> WHAT YOU WILL DO
In the court order below, which company do the defendants say was improperly joined as defendant no.2 in the amended plaint?
═══ READING TEXT
DATE  OF DECISION : October 5, 2005


                              IA 102/2005 in  CS(OS) 518/2004


Vogel Medial International GMBH & Anr.                            ..... Plaintiffs


Through : Mr.Valmiki Mehta, Sr.Advocate                          

with Ms.Swetashree Majumdar, Advocate




Jasu Shan & Ors.                                  ..... Defendants

Through Mr.Amarjeet Singh and Ms.V.Mohini, Advocates




1.                           Defendants have made this application under Order 6 Rule 7, Order 6 Rule 16 and Order 1 Rule 10 read with Section 151 CPC with the following prayers-                                                                   

(i)that the amended plaint filed on 10th December, 2004 by the companies Vogel Burda Holding GmbH and Vogel Communication GmbH (not being the plaintiffs) be not taken and/or ordered to be taken off the record and/or


(ii)that the names of Vogel Burda Holding GmbH and Vogel Communications GmbH having been improperly substituted as Plaintiffs be struck out from the amended plaint in terms of the provisions of Order 1 Rule 10 CPC;


(iii)that the pleadings containing new grounds of claims or the allegation of facts made in the amended plaint filed on 10th December, 2004 as are inconsistent with the original plaint be ordered to be struck off; and


(iv)that the name of Jasubhai Media Pvt. Ltd. improperly joined as defendant no.2 in the amended plaint be ordered to be struck off in terms of Order 1 Rule 10.
══════
═══ DATASET CONTENT
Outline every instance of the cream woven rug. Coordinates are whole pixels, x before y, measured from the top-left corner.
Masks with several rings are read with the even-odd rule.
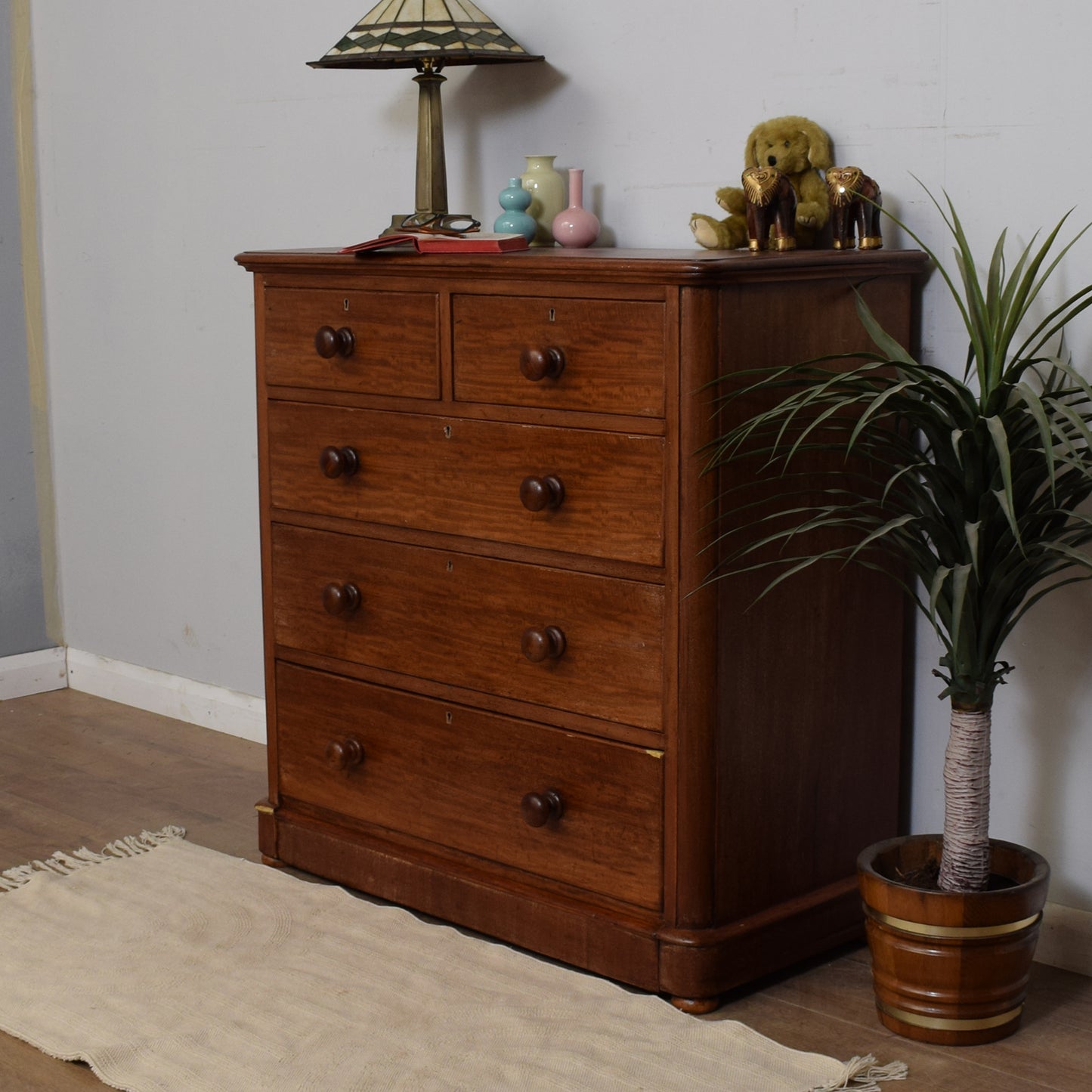
[[[131,1092],[805,1092],[902,1076],[192,845],[0,876],[0,1028]]]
══════
> RESPONSE TO THE EXERCISE
Jasubhai Media Pvt. Ltd.